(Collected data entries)
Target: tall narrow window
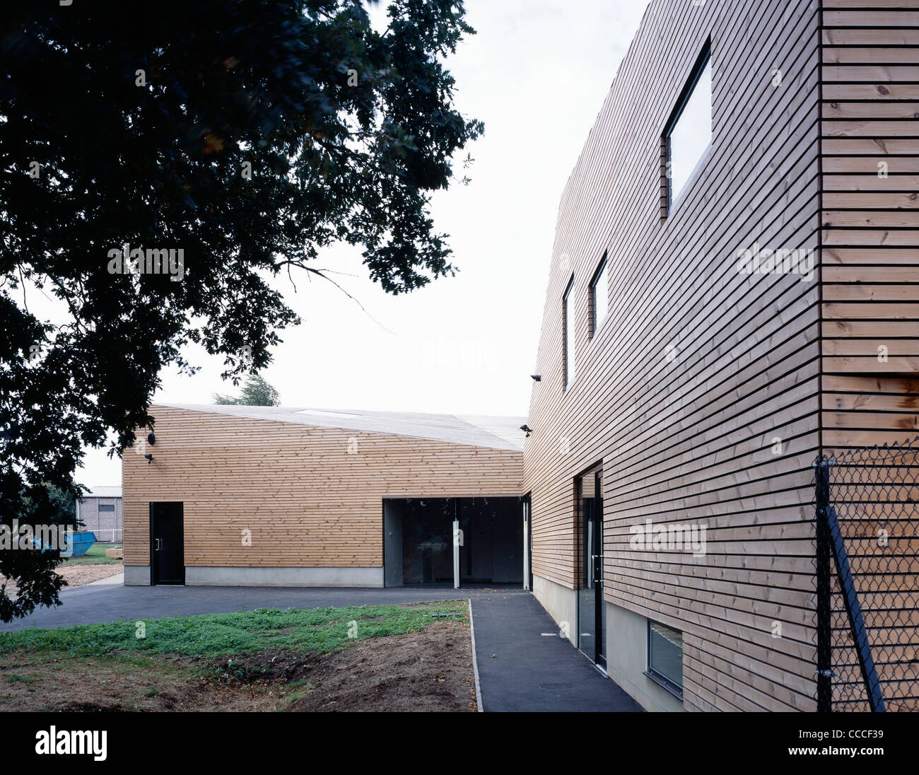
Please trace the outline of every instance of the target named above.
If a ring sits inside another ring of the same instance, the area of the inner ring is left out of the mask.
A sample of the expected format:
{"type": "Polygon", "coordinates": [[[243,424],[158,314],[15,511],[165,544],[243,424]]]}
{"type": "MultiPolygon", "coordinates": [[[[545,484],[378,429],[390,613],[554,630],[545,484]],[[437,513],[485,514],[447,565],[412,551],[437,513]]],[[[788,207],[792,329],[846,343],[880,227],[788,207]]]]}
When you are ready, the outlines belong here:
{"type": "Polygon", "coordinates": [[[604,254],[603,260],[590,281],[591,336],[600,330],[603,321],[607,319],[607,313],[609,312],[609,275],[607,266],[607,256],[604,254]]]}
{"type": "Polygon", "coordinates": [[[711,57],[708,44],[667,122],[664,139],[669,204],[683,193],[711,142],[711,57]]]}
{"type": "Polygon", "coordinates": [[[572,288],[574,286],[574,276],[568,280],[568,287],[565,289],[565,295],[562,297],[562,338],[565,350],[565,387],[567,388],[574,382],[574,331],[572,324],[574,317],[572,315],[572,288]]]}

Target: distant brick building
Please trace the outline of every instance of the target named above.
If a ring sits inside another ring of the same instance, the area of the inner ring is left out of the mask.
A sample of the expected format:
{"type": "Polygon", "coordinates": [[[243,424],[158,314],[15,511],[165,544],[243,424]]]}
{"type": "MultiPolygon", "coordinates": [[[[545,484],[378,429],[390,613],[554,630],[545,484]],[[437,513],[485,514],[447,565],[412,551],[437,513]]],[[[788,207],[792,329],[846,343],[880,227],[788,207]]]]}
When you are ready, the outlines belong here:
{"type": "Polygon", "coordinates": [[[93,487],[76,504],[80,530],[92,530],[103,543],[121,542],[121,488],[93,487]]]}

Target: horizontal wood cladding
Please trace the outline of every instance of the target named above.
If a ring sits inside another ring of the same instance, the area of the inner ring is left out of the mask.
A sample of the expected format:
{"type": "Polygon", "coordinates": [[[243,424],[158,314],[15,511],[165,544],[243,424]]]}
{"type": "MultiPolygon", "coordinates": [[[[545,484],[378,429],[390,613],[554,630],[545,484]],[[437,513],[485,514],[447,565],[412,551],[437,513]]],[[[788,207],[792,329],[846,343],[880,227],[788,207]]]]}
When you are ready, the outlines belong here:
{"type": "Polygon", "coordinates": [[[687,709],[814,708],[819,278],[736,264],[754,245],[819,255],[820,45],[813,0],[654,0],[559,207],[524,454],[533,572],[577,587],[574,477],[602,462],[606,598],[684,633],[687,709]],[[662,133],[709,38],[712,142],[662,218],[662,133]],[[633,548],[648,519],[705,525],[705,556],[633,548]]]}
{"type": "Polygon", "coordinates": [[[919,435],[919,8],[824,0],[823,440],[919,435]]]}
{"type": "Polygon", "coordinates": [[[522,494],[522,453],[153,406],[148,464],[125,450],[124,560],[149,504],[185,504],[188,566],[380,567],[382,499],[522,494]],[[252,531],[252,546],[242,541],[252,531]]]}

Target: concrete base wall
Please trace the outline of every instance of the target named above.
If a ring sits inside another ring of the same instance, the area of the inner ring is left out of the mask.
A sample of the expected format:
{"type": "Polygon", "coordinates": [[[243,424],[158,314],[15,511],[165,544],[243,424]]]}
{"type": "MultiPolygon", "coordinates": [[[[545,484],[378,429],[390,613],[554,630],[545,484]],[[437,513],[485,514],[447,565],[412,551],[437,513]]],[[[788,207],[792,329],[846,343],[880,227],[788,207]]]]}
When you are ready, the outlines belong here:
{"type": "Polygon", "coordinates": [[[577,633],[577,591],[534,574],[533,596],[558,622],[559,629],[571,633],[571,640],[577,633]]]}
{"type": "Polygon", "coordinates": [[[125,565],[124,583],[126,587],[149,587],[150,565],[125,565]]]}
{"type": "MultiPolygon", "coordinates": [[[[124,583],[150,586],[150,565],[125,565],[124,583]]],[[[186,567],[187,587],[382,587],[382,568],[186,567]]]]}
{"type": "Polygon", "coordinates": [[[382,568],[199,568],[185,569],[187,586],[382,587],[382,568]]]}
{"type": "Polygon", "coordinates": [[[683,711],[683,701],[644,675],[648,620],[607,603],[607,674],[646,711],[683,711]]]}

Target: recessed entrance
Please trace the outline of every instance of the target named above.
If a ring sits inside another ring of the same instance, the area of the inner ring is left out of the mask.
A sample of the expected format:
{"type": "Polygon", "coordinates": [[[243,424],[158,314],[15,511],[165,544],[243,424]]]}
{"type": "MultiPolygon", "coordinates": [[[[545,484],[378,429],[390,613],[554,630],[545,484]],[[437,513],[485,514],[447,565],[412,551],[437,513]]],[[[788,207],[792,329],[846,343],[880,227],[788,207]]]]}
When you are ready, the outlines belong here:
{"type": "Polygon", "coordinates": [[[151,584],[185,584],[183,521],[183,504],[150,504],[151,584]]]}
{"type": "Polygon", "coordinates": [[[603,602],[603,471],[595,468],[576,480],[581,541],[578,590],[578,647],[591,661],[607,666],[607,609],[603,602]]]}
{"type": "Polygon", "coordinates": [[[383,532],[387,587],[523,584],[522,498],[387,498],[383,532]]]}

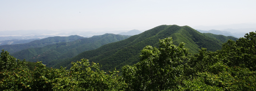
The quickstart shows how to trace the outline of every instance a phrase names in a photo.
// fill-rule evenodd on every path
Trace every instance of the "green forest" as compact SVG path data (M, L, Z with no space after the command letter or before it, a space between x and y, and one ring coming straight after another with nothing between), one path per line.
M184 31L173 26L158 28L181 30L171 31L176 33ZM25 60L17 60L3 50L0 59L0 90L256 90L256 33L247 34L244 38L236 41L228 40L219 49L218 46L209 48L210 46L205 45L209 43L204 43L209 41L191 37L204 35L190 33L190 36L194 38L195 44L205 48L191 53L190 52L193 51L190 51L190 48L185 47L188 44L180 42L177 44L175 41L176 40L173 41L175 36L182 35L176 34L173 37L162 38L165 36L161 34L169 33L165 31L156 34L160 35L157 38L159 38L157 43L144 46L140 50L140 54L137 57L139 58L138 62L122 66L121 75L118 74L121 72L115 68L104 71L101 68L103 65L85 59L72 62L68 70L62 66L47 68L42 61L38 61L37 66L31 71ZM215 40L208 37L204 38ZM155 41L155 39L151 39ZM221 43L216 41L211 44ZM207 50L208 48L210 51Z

WHAT YOU NEED TO DO - Render the lines from the one containing "The quickstart shows" through the one containing "Trace every instance", both included, as a JSON list of strings with one string per line and blank lines left out.

SOLVED PROBLEM -
[
  "The quickstart shows how to trace the outline of every instance a phrase names in a photo.",
  "// fill-rule evenodd on every path",
  "Trace every instance of the \"green forest\" as compact SVG path data (M, L, Z with no space after the command letter or before it, a space between x and y, and one ring coming straight after another with nothing between), one path per line."
]